_DOCUMENT TEXT_:
**********

Preparing for Birth and Postpartum

This morning I was reflecting on how I could help mothers, especially in their postpartum period. And I realized that it really starts when they embark on their journey to becoming a mother.

My experience with my pregnancy and preparing for birth that a lot of my focus was on having a healthy pregnancy and preparing for the "big day", birth. Although I did do some prenatal counselling session, I would say that the majority of the preparation was meetings with my midwife and going to a birth preparation class.

Here is the thing...for humans I think that birth is one of those experiences that most grounds us into nature or a natural state of being. Hospitals and doctors do their best to keep it orderly, on time, contained. We can prepare by learning how to breathe properly, the best positions to be in, the correct timing of contractions and what that means. We can eat healthily, take our vitamins, journal, visualize, and create a birth plan. But the truth is that birth is wild, messy, and unpredictable.

So here is my best advice from my personal experience for a woman (and family) preparing for birth. Don't create a birth plan (although it could still be useful for hospitals), and do make a list of your birth wishes and desires. Then be willing to let it all go. Do prepare yourself for the logistics of birth, and also know that things rarely go as planned. All you and your birth team can do is be prepared the best you can and then you need to go with the flow. The best preparation in my experience is to tend to and strengthen your mental and spiritual practice. What I leaned on most in my son's birth was the things I had learned in yoga, on shamanic journeys, in meditation and in prayer. If you are religious then strengthen your prayer practice and find some quotes from the holy book or from your religious leaders you can lean on. If you are spiritual, strengthen and delve deep into your spiritual practices and draw on inspirational thoughts from those you are inspired by.

**********

_TASK TO COMPLETE_: Reproduce the part of the piece on preparing for birth and postpartum that runs from "My experience with" up to and including "birth preparation class.". The material after this text is separate from it.

_GIVEN MATERIAL_:
**********

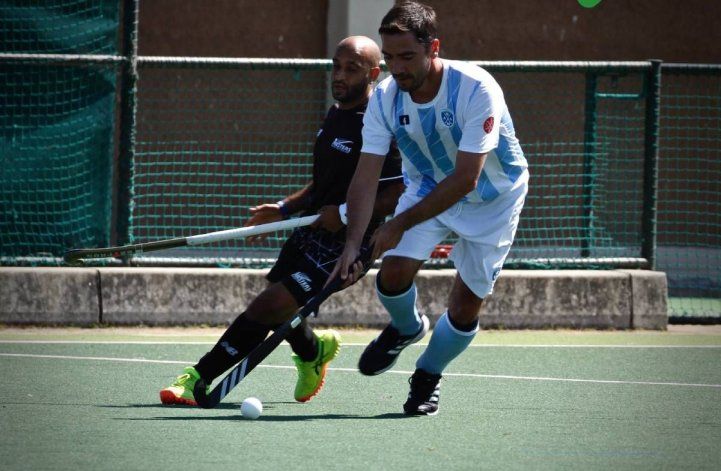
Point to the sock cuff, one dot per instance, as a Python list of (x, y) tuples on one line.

**********

_SOLUTION_:
My experience with my pregnancy and preparing for birth that a lot of my focus was on having a healthy pregnancy and preparing for the "big day", birth. Although I did do some prenatal counselling session, I would say that the majority of the preparation was meetings with my midwife and going to a birth preparation class.